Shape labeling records
════════

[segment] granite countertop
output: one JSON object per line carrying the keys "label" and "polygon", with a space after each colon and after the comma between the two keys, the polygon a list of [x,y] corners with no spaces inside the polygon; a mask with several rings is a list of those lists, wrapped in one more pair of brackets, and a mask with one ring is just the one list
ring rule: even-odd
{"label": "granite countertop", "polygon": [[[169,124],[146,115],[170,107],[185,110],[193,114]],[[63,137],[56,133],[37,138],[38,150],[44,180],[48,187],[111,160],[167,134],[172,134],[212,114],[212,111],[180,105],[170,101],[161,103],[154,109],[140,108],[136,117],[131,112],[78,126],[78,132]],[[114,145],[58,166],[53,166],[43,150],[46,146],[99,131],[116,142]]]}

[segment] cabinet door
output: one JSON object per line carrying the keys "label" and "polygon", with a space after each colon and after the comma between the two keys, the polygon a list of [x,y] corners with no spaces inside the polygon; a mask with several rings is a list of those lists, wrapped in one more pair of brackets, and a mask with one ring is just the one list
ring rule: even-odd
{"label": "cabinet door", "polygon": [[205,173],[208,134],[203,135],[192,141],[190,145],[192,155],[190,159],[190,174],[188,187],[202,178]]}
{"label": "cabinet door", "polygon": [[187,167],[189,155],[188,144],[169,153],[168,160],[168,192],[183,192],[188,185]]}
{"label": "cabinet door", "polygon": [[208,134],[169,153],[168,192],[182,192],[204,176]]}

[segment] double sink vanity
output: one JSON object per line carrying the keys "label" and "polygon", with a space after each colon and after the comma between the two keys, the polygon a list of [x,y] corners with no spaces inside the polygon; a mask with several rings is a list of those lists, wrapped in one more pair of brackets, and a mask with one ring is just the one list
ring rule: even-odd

════════

-- Aim --
Please write out again every line starting with the line containing "[segment] cabinet door" and continuing through the final line of the records, requests included. Multiply each polygon coordinate in the answers by 2.6 and round it to a whole number, rounding halves up.

-- Finished task --
[segment] cabinet door
output: one JSON object per line carrying the keys "label" and "polygon", with a space after each colon and after the comma between the two keys, the polygon a list of [x,y] corners with no spaces inside the polygon; a mask with several rings is a list of those lists, wrapped in one more pair of brackets, and a mask with one ring is just the one list
ring rule: even-odd
{"label": "cabinet door", "polygon": [[533,450],[541,348],[528,351],[499,367],[494,377],[499,403],[494,413],[494,452],[489,486],[525,463]]}
{"label": "cabinet door", "polygon": [[486,434],[491,403],[489,374],[439,398],[437,416],[437,499],[476,499],[489,481]]}
{"label": "cabinet door", "polygon": [[541,348],[439,398],[437,499],[473,499],[530,458]]}

[segment] double sink vanity
output: one JSON object per line carrying the keys "label" and "polygon", with a space after each colon and after the comma between the two keys, the polygon a list of [x,y] corners with no spaces inside the polygon; a mask with several rings is a list of those lists, wrapped in one more pair of brackets, and a mask with one ring is just the one list
ring rule: even-odd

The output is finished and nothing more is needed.